This site is intended for health professionals only


It’s the bill that’s extreme, not its critics

Professor Steve Field says of the listening exercise he leads: 'What we've got to do is take some of the extreme views out'

These reforms in their entirety are ‘extreme'. Since they were first promoted, many prominent organisations have commented that they are too far, too fast. I am in favour of GPs having a greater say in commissioning, but I am totally opposed to these reforms, and would rather see greater GP representation on PCT boards rather than the complete abolition of PCTs and GPs on consortia spending hours away from patients.

The reforms are already causing chaos, with essential roles being lost at PCTs, nobody to take over and a vacuum being created. Expertise and experience of managers is being lost as they look for work elsewhere. Where will a sufficient number of GPs find the time for commissioning for consortia to work?

Most GPs I know are already over-worked, and morale is falling over the reforms, revalidation and the assault on pensions. The reforms come at the same time that we as clinicians are expected to find £20bn of efficiency savings.

Patients are complaining that operations that were previously routinely funded are no longer being funded, and patients who can afford to are being forced to go private.

Those who cannot afford private cover just have to put up with lengthening waiting lists and no treatment for their problems, and it is the poorest and most vulnerable who will suffer the most.

▸ **Data shown**
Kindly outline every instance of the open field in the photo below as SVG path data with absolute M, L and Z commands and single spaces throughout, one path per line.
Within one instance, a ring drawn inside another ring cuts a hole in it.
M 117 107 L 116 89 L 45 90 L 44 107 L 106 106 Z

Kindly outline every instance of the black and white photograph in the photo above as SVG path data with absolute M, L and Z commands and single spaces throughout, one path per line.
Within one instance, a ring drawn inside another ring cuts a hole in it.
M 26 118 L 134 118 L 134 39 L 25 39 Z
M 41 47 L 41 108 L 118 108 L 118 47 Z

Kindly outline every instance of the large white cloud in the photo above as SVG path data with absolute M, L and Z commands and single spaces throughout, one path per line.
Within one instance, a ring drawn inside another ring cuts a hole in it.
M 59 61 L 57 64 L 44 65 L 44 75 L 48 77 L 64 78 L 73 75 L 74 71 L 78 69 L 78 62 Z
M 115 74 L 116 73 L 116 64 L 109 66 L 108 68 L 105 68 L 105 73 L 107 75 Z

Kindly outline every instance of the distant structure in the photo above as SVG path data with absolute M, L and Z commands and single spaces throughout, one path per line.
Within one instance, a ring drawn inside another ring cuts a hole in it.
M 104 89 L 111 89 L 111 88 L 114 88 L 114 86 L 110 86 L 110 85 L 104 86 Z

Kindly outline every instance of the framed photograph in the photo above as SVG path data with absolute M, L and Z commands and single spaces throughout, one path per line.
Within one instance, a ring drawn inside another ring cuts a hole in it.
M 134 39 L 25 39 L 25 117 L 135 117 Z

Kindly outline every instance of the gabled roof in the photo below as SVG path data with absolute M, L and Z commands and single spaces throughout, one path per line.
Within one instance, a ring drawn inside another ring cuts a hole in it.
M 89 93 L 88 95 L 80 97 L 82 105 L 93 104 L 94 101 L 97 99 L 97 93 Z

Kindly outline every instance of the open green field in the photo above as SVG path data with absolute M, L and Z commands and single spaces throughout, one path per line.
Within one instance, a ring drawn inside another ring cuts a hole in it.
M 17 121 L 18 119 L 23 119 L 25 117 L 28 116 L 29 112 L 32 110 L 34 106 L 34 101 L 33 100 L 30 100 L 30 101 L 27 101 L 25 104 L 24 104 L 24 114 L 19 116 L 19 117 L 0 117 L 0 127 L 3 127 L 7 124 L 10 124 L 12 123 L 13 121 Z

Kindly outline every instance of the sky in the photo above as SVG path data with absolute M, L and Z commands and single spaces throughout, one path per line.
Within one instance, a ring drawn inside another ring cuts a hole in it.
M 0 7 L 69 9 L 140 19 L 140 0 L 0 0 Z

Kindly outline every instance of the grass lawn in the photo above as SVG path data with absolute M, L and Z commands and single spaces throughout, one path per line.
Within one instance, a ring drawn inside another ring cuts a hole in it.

▸ **Questions to answer**
(1) In the commentary on the health reforms, how much in efficiency savings are clinicians expected to find?
(2) Repeat the commentary on the health reforms word for word from "Professor Steve Field" to "away from patients.".

▸ **Exercise solutions**
(1) £20bn

(2)
Professor Steve Field says of the listening exercise he leads: 'What we've got to do is take some of the extreme views out'

These reforms in their entirety are ‘extreme'. Since they were first promoted, many prominent organisations have commented that they are too far, too fast. I am in favour of GPs having a greater say in commissioning, but I am totally opposed to these reforms, and would rather see greater GP representation on PCT boards rather than the complete abolition of PCTs and GPs on consortia spending hours away from patients.